▸ GIVEN TEXT
----
Posted in Rants on March 6th, 2013 by Ed

(This is one of those extra-special read-it-all-before-bitching posts. Reading comprehension is important here.)

Matt Roth wrote a Baffler piece nearly a decade ago that stands as one of the best things I've ever read ("Living the Delayed Life with Amway"). Unfortunately it's not online, but it details the struggling freelancer's personal experience with Amway – the notorious "direct marketing" company that was the Next Big Thing in the 80s/90s and has been criticized for its cultishness and uncanny resemblance to a pyramid scheme. While the FTC has ruled that it is legitimate, as the majority of its revenue comes from the sale of products rather than from member fees, Roth makes a compelling point: if Amway isn't a scam, why does it feel so much like one?

This is an elegantly restated version of the Duck Test idiom ("If it walks like a duck…) Our perceptions are not always 100% correct but if something meets all of the criteria for being a scam, you're safer assuming it is than to assume the opposite.
----
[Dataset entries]

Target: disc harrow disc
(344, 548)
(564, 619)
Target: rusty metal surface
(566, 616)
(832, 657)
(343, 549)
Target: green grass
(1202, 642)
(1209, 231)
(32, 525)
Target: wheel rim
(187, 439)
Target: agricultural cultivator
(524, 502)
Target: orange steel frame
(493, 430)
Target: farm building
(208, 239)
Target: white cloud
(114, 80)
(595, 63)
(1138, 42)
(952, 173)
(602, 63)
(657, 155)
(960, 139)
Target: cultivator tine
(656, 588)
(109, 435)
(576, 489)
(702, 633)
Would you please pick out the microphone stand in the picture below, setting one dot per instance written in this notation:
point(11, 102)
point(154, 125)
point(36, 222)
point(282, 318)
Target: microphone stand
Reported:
----
▸ EXERCISES
**A.** In the Amway post, what reason is given for the FTC ruling that Amway is legitimate?
**B.** List every organization or publication named in the Amway post.
The data have no connection to the Amway post.

▸ WRITTEN ANSWERS
**A.** The majority of its revenue comes from the sale of products rather than from member fees.

**B.** Baffler, Amway, FTC